* **Exercise prompt**
Please identify each line in the data below that contains the string "burning" and copy those lines. Case counts when matching.

* **Extracted material**
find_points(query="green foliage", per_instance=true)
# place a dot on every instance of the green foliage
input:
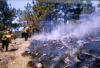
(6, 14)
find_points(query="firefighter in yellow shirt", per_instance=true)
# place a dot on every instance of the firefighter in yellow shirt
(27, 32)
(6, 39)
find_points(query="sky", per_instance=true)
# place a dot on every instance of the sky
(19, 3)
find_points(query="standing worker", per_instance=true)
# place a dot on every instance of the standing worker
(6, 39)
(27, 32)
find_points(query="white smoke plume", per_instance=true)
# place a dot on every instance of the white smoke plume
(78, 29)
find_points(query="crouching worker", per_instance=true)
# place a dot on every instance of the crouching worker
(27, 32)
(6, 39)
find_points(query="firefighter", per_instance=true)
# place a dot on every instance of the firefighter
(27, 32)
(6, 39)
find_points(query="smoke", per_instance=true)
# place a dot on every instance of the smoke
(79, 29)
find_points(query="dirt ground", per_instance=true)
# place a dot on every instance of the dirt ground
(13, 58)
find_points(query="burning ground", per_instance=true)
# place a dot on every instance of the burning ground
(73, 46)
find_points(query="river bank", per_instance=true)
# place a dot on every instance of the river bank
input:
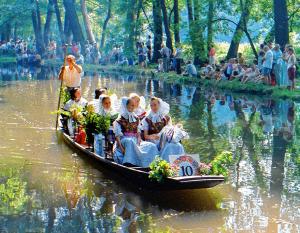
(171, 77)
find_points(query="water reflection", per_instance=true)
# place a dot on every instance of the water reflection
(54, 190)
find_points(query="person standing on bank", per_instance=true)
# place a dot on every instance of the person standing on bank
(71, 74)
---
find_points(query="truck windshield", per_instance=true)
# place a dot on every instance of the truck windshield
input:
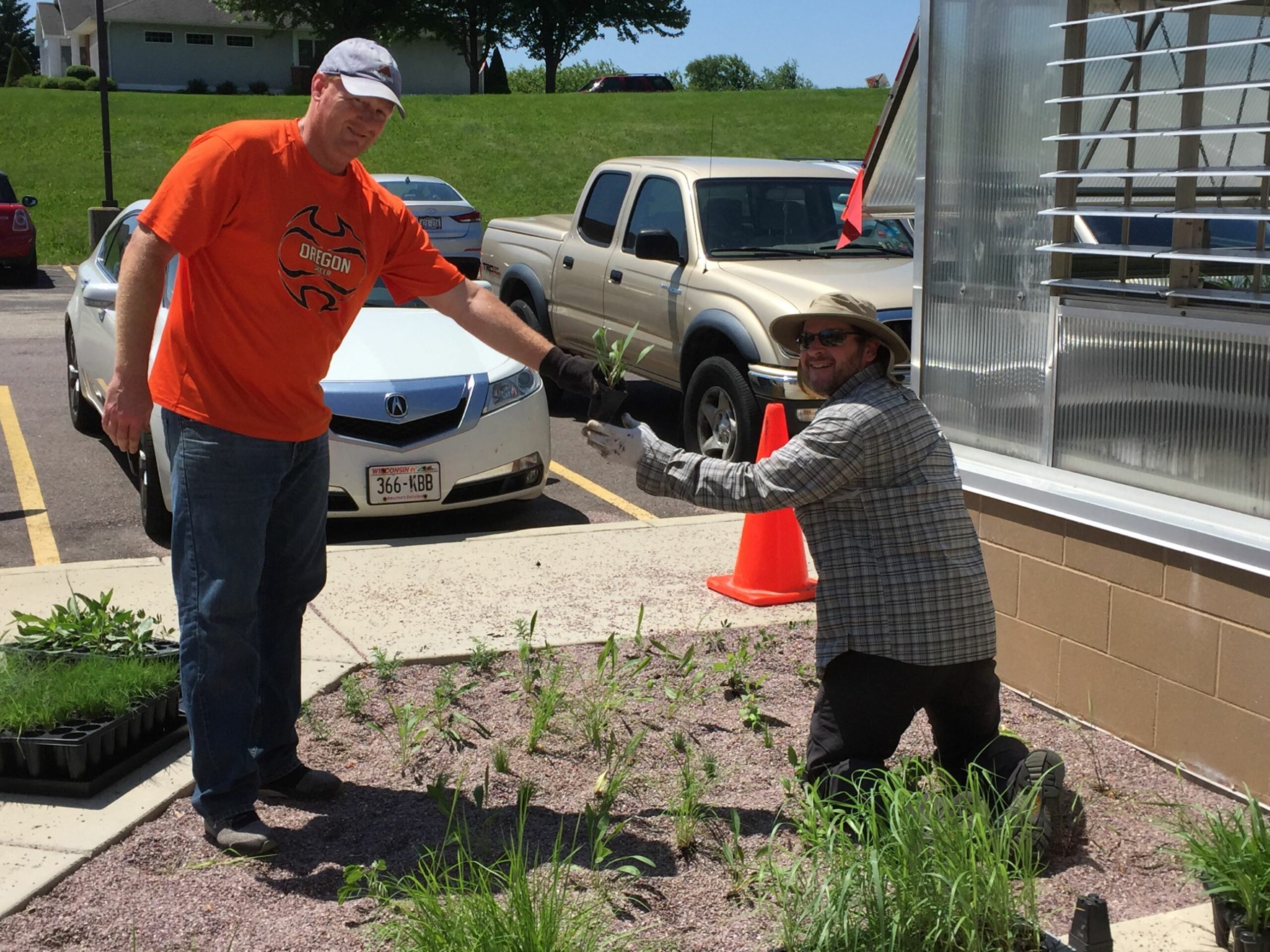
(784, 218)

* **Task result**
find_points(query="burning ground", per_instance=true)
# place a dot on every instance of the burning ground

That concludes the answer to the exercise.